Give again the lines of the data from its first line through the line with "target | dark front door". Change nothing.
INFORMATION SUPPLIED START
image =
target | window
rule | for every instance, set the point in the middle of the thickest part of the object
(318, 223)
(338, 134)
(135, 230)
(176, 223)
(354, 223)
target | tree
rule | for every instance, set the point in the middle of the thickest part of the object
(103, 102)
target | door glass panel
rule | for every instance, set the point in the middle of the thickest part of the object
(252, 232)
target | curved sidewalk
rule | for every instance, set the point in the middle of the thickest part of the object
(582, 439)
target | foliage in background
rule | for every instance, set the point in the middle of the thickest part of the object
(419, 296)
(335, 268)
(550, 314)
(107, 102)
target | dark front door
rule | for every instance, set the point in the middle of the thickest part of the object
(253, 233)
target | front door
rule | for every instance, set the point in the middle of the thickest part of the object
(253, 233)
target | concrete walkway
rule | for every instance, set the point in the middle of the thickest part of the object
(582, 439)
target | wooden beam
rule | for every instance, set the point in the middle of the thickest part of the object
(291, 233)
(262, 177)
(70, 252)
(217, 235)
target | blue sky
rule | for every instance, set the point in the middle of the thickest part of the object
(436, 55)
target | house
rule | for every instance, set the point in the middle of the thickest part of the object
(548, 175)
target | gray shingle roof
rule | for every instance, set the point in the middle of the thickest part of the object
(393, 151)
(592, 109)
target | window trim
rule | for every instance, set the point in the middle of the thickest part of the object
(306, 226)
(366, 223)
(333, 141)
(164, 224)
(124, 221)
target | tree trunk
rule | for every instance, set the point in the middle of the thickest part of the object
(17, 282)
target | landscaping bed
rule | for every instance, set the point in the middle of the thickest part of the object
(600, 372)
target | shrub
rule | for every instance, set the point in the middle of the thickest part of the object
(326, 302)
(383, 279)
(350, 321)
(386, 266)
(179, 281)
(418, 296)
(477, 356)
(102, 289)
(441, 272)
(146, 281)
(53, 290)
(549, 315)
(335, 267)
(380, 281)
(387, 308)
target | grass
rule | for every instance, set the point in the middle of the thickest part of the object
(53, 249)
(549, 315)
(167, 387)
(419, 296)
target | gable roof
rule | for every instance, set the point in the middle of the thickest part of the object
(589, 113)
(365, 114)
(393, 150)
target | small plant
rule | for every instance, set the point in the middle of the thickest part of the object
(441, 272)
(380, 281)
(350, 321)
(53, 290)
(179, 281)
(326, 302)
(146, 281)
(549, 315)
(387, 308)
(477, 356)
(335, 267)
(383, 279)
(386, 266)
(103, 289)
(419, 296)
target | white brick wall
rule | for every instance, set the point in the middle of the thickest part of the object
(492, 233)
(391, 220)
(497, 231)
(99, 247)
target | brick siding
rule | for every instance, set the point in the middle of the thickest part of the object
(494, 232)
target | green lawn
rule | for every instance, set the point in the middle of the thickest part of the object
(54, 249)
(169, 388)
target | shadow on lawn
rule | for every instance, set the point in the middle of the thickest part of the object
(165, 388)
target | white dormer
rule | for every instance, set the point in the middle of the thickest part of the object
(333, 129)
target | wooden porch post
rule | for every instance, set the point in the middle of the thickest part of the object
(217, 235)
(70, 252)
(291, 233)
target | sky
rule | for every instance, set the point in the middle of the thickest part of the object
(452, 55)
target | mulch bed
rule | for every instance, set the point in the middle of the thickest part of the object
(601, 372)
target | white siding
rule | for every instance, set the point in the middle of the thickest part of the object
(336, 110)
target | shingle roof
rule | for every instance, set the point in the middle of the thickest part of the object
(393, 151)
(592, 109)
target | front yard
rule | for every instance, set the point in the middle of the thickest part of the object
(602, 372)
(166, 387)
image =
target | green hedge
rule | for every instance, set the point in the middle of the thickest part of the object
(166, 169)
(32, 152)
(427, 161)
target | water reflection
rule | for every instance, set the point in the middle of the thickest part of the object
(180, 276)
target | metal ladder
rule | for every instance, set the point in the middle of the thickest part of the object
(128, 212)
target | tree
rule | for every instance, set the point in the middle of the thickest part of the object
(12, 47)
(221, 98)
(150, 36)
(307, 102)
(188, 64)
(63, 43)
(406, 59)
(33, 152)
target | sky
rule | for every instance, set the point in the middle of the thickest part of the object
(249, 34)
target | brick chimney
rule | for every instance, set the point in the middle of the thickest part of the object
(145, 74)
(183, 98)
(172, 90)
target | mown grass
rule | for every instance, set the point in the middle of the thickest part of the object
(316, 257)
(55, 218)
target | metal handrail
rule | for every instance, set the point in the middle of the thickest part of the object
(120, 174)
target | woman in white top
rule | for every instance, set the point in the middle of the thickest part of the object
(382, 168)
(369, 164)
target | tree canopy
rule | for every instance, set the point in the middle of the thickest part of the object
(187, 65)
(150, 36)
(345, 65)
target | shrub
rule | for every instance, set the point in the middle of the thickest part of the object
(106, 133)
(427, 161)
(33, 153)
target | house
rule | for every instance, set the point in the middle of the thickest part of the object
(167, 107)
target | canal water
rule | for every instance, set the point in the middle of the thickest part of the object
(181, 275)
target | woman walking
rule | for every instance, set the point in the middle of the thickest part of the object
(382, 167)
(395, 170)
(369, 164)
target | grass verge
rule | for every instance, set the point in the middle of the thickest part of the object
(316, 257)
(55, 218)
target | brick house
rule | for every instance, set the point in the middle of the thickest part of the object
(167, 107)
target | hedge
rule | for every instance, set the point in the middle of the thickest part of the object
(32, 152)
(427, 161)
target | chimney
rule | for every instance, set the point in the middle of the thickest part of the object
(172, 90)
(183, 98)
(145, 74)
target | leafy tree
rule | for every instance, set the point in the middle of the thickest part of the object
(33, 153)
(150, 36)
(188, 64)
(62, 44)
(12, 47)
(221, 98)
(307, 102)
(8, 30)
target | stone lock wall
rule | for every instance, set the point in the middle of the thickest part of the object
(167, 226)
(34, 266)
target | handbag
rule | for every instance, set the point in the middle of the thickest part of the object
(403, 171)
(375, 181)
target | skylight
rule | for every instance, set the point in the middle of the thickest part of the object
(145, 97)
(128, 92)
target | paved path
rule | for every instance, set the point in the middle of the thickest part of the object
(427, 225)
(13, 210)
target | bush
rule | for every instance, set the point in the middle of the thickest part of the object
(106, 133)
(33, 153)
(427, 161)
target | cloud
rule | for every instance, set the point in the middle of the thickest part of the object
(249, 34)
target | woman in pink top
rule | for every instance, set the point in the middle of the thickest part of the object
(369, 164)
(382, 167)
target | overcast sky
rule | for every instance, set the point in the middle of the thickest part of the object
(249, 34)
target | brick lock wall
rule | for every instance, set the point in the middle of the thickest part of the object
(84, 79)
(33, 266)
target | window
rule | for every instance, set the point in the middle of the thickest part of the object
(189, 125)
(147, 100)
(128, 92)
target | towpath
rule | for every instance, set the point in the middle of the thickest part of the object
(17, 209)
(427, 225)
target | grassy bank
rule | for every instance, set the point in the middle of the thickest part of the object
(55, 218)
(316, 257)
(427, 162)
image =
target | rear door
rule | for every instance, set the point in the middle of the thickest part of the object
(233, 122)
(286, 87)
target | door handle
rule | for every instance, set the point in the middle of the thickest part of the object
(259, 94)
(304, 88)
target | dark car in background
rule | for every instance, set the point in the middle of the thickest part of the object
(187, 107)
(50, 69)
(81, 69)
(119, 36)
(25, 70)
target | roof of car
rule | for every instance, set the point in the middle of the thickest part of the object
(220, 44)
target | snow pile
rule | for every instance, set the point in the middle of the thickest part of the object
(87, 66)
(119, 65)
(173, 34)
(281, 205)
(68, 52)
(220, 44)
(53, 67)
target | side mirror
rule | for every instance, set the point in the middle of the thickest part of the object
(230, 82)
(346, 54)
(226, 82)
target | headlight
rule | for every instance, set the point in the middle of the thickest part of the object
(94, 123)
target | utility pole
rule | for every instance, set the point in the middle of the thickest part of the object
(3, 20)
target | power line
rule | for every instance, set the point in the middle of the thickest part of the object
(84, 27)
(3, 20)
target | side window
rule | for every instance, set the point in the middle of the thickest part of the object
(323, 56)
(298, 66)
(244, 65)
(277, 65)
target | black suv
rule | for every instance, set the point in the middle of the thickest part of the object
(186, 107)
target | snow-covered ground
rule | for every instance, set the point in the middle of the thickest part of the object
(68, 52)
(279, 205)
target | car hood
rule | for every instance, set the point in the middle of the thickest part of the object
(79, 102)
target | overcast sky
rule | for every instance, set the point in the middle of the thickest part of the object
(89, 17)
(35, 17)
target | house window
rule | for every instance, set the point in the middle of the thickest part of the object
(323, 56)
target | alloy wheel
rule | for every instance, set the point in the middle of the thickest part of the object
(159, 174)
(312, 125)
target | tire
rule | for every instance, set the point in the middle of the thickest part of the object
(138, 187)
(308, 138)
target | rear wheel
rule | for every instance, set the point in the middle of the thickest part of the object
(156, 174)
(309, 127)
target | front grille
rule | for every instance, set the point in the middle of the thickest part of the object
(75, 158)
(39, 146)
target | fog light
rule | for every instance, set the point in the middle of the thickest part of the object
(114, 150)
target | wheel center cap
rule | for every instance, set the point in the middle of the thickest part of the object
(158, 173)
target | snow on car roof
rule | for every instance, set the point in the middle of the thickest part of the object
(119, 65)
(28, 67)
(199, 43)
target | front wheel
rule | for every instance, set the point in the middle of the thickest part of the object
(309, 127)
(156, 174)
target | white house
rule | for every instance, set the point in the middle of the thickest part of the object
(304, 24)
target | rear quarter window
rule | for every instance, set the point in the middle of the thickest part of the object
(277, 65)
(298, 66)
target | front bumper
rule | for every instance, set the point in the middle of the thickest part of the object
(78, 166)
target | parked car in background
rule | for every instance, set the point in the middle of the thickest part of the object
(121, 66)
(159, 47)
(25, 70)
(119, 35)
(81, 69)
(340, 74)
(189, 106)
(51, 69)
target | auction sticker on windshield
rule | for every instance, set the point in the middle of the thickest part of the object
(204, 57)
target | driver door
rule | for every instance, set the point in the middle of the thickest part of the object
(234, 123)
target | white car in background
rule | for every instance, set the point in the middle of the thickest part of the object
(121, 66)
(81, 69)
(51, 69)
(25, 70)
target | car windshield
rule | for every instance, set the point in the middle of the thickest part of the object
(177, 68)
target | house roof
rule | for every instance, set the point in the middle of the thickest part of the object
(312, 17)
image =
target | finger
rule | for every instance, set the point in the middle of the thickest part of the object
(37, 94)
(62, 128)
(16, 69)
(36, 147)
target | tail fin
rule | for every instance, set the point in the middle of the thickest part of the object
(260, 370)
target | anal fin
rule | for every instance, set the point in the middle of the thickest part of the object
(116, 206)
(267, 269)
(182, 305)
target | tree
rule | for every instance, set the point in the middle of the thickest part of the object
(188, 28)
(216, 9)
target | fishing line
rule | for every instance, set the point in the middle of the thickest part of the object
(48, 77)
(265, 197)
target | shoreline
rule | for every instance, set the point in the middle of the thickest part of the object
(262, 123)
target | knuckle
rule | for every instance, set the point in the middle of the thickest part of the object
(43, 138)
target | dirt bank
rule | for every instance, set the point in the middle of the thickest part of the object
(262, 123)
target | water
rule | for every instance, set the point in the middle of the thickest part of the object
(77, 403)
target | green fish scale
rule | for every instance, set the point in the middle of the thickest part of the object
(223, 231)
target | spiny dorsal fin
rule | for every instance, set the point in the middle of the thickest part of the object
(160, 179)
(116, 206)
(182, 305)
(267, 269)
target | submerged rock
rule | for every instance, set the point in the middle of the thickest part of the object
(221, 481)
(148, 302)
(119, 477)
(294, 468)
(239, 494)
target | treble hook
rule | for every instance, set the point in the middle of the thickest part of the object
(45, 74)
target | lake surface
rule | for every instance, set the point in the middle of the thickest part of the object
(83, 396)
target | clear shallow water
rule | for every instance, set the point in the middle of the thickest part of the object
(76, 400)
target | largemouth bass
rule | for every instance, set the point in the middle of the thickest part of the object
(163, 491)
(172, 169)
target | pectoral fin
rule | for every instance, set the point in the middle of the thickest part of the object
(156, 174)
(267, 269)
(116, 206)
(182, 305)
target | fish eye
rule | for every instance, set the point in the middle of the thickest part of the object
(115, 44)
INFORMATION SUPPLIED END
FINAL ANSWER:
image =
target | window
rule | for every instance, set the point in the middle of the thickest part of the object
(318, 223)
(338, 134)
(135, 230)
(176, 223)
(354, 223)
target | tree
rule | for every instance, set the point in the middle of the thickest part of the object
(103, 102)
target | door glass panel
rule | for every instance, set the point in the middle of the thickest part of the object
(252, 232)
target | curved sidewalk
rule | for every instance, set the point in the middle of the thickest part of the object
(582, 439)
target | foliage in background
rule | for every instance, set the point in the middle of the thickest part of the object
(419, 296)
(335, 268)
(550, 314)
(107, 102)
target | dark front door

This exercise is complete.